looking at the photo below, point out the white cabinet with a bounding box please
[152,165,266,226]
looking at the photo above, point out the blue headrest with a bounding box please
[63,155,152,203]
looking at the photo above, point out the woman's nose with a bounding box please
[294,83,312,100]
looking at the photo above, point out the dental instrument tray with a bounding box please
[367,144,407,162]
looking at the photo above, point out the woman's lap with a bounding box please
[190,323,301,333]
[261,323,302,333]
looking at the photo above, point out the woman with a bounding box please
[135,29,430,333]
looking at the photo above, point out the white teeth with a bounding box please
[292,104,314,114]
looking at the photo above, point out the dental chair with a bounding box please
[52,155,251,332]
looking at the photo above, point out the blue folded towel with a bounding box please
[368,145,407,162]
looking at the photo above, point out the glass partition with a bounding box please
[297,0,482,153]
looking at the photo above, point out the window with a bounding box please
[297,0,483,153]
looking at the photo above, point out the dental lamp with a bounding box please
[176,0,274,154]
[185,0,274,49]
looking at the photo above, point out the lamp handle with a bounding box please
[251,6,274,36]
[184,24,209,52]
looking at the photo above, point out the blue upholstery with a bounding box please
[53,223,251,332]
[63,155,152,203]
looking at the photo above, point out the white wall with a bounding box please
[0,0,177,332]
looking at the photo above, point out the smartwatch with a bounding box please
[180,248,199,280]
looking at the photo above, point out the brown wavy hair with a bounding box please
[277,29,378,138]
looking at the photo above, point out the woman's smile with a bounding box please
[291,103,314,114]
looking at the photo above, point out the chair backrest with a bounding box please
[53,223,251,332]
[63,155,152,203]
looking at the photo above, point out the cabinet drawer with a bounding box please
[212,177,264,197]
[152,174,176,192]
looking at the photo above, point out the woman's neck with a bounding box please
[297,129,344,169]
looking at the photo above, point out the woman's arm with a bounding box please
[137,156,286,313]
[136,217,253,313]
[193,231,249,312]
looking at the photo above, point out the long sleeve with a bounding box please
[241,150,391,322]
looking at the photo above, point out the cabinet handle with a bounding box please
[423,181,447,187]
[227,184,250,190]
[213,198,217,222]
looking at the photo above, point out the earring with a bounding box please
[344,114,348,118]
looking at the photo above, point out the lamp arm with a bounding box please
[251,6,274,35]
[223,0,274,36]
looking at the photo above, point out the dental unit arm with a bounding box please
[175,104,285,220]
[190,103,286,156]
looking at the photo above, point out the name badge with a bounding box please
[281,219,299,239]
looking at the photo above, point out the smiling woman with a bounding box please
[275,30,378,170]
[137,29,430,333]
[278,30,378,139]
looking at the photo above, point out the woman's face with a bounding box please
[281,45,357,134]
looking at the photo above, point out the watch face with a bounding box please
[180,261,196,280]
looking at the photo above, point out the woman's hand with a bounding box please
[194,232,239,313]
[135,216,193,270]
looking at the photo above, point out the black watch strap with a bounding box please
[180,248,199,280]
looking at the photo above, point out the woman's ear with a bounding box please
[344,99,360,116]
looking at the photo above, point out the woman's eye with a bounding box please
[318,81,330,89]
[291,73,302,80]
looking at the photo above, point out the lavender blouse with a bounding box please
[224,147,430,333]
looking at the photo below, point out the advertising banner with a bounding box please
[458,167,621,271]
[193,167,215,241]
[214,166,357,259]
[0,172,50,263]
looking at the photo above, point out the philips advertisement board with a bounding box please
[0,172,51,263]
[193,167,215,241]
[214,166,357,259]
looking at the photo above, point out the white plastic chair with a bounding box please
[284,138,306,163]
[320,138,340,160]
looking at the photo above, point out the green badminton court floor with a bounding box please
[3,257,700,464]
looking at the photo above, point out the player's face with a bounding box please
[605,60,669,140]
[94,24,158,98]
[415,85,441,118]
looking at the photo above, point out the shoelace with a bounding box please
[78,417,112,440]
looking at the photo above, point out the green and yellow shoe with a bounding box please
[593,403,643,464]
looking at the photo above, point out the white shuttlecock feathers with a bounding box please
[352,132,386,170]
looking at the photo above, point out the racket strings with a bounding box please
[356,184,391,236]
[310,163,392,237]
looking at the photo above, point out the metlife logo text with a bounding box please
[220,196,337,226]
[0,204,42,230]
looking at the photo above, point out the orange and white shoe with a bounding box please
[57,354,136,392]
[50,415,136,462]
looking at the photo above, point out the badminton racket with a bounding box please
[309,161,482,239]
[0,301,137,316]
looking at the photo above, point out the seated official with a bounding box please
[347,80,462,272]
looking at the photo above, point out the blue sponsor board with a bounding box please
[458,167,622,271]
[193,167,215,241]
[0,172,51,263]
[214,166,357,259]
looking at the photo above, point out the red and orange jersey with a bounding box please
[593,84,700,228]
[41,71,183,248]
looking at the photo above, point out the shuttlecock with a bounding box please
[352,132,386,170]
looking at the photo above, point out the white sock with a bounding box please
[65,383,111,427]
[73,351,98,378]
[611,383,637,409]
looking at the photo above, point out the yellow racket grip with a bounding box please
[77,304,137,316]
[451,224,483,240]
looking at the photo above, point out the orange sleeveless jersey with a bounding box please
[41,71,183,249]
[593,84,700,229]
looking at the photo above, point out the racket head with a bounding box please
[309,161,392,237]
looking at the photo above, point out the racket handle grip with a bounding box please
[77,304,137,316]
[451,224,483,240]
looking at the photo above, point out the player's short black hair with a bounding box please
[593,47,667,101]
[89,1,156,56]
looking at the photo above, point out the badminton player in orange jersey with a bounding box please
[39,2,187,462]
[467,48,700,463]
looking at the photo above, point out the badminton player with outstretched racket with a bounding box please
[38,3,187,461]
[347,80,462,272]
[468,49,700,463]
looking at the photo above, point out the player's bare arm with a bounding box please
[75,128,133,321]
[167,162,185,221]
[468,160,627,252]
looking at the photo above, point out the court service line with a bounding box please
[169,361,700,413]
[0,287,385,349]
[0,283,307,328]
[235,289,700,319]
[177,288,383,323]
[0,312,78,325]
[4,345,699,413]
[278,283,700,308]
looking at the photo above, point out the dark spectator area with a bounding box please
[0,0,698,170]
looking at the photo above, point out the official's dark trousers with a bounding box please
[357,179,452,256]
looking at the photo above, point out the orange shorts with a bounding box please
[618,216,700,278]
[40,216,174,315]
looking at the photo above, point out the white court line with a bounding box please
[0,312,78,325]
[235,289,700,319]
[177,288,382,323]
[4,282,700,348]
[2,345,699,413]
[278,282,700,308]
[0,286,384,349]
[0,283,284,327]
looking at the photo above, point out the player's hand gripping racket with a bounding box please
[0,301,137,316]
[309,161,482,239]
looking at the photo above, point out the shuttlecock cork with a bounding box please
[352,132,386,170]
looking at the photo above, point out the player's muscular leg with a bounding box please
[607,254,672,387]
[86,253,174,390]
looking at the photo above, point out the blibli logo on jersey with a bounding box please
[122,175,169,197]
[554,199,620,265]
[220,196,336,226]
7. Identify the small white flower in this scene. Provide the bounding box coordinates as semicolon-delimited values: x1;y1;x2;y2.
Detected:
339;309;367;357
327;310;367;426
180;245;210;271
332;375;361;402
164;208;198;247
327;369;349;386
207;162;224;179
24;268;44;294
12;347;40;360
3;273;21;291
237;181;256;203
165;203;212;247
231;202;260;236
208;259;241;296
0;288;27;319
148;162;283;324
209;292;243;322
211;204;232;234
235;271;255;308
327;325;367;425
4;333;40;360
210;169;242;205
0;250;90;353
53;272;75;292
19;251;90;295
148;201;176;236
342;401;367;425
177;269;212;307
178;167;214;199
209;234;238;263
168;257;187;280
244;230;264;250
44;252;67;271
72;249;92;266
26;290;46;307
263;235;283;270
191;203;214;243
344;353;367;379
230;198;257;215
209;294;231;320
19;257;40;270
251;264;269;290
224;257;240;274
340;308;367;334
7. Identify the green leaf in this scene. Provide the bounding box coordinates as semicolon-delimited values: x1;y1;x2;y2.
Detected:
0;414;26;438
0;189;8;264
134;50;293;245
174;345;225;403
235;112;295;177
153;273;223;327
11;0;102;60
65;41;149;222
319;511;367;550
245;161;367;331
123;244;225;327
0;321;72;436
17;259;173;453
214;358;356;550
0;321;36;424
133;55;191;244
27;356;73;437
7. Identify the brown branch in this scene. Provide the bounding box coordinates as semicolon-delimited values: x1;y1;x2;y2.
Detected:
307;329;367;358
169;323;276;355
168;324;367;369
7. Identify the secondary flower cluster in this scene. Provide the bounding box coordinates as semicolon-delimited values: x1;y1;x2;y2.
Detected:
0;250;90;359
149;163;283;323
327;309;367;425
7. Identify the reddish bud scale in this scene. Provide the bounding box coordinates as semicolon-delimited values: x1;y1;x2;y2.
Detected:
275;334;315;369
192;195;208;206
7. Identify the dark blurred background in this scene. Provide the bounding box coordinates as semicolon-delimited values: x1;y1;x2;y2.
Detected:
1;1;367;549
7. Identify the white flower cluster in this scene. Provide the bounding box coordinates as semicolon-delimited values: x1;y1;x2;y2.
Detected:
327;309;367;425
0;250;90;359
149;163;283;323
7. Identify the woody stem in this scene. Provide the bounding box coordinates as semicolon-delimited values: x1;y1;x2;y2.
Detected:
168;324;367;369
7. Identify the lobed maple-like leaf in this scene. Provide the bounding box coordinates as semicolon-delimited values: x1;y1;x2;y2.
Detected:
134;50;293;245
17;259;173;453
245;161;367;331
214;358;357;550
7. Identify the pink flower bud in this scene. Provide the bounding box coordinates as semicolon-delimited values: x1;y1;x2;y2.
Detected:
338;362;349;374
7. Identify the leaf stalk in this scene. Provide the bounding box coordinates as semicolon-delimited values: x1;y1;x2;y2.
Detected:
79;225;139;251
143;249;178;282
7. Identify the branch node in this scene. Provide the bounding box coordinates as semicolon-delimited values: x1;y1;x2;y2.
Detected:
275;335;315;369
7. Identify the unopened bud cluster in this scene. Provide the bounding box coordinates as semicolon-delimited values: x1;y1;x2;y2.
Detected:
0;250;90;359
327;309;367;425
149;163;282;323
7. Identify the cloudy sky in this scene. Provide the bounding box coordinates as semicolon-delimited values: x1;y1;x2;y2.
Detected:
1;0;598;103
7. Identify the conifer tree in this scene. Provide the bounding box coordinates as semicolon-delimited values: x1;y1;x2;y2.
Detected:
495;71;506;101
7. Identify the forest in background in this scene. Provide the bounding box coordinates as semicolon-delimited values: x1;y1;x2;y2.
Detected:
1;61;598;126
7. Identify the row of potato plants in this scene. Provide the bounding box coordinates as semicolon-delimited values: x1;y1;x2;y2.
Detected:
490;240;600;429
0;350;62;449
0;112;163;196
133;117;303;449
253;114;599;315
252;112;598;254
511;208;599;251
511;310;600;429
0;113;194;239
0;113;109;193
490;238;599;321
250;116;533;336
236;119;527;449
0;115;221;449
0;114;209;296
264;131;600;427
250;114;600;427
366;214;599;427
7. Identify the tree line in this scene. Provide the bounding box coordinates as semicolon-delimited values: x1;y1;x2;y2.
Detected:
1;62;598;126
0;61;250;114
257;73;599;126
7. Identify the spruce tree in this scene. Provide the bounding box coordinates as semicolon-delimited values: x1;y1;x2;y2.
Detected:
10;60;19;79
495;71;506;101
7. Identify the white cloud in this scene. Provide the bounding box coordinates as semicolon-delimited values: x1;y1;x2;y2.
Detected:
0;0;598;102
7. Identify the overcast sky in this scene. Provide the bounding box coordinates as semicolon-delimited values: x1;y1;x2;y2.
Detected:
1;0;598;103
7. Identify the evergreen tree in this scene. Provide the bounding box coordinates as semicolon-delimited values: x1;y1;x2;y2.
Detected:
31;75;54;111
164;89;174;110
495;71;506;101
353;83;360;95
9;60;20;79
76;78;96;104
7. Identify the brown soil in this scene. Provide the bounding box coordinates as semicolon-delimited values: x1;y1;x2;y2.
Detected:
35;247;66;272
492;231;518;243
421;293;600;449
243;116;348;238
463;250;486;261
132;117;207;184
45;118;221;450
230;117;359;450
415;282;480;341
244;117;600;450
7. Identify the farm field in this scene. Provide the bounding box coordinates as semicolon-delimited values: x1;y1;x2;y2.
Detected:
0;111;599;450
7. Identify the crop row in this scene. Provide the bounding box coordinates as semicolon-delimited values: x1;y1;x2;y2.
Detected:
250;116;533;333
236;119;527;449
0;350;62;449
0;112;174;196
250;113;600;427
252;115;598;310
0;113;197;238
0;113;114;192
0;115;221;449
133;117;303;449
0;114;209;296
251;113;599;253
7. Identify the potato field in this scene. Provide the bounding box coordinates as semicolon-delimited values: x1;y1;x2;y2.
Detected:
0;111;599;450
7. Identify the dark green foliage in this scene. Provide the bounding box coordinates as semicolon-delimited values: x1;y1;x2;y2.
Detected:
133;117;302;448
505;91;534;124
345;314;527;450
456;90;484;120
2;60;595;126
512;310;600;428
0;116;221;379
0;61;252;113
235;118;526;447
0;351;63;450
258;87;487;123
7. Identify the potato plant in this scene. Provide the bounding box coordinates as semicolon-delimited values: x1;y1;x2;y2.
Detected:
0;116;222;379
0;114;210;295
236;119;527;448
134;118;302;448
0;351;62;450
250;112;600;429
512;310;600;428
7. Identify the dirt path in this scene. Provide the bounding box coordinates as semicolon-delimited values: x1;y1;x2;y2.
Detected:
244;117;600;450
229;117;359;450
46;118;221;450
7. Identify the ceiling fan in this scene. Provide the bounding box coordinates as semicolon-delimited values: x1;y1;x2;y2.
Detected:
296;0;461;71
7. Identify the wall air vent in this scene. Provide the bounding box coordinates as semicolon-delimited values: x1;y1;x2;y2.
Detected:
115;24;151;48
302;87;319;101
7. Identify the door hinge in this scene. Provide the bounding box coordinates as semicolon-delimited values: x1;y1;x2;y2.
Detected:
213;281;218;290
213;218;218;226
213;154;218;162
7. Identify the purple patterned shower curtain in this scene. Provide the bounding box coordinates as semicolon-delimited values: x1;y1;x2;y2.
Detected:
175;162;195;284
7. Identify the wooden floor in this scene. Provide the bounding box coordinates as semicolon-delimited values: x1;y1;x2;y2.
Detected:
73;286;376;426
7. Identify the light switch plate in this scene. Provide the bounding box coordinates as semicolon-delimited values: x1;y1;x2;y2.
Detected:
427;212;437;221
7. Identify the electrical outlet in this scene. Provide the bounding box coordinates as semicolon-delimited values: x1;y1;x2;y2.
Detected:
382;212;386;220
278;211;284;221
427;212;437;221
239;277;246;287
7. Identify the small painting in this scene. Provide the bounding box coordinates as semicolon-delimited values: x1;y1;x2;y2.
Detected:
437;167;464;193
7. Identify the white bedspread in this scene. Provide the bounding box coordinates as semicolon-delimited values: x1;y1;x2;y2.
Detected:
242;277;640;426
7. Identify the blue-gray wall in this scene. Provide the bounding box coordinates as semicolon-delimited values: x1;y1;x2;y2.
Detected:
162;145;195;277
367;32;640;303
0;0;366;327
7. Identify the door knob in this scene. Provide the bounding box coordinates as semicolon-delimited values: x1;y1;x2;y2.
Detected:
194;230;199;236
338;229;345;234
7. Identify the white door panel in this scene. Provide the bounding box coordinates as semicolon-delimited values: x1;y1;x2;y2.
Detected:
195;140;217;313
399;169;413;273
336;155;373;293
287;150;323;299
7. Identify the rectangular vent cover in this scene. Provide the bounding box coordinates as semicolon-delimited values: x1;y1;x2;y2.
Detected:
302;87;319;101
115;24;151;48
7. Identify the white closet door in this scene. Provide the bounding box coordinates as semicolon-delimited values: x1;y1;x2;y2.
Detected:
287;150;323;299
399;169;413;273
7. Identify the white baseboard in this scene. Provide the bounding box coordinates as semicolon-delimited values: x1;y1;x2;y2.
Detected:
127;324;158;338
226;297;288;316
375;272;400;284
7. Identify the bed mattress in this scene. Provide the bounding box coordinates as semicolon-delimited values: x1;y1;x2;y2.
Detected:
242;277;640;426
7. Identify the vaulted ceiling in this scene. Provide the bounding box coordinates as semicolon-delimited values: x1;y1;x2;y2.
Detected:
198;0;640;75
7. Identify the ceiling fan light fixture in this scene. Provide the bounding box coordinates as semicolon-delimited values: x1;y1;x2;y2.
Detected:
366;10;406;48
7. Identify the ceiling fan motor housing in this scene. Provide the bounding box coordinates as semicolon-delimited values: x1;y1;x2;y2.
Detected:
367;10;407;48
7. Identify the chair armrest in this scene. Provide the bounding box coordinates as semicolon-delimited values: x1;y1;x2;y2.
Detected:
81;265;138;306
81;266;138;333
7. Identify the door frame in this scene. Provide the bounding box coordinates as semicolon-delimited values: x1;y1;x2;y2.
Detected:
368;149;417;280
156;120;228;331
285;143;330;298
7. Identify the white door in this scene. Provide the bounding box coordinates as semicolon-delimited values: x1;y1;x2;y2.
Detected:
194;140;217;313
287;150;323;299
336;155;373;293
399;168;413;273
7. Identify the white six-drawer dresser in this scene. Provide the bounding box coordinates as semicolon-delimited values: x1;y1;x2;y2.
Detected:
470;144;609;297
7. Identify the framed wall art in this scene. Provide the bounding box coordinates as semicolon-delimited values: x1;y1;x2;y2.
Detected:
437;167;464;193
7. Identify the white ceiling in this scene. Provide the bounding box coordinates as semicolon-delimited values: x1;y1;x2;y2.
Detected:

> [Your instructions]:
Looking at the data above, show all lines where the word "light" occurs.

> [Exercise output]:
7. Identify the light switch plate in this scene. Provide the bounding box coordinates as semicolon-delimited values: x1;y1;x2;y2.
7. Identify the ceiling fan light fixture in this scene. Provide the bounding box coordinates as semicolon-delimited values: x1;y1;x2;y2.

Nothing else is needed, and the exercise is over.